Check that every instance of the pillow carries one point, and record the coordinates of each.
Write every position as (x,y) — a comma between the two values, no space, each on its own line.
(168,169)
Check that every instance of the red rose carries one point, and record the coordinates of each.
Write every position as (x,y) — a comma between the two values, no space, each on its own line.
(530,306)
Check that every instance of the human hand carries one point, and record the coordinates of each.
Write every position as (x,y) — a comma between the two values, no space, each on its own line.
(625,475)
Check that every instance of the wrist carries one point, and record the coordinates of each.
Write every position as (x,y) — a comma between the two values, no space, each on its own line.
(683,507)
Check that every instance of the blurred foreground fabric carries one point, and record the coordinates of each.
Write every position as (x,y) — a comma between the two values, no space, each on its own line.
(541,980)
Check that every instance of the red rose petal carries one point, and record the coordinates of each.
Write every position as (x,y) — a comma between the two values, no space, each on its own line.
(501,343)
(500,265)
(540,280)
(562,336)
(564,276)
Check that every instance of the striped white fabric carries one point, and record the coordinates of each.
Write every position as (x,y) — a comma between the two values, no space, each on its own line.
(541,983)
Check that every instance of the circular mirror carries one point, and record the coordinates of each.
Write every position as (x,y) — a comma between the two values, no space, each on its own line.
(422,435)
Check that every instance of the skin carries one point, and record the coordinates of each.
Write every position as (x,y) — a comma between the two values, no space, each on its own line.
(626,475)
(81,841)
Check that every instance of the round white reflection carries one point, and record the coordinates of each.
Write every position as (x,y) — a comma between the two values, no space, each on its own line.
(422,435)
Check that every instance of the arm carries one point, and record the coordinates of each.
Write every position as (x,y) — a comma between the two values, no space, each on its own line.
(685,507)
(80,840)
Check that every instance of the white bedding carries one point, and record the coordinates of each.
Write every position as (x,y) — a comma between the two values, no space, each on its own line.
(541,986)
◇ ◇ ◇ ◇
• Work instruction
From the entries, report each line that includes the word "white".

• Response to this task
Check that every instance of the striped white fabric carries one point, and record the coordinates of each.
Check that every instance of the round white reflection carries one point, and record the coordinates of each.
Check that every instance of the white bedding carries one point, and record the coordinates of each.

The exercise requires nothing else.